Pull out every line of the material below that contains the string "roof", matching case exactly.
-- START --
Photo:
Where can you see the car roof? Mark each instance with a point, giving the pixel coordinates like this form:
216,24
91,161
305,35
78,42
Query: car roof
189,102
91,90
-- END --
» Task answer
Where can you see the car roof? Mark each instance with a point, giving the pixel coordinates like this form:
Query: car roof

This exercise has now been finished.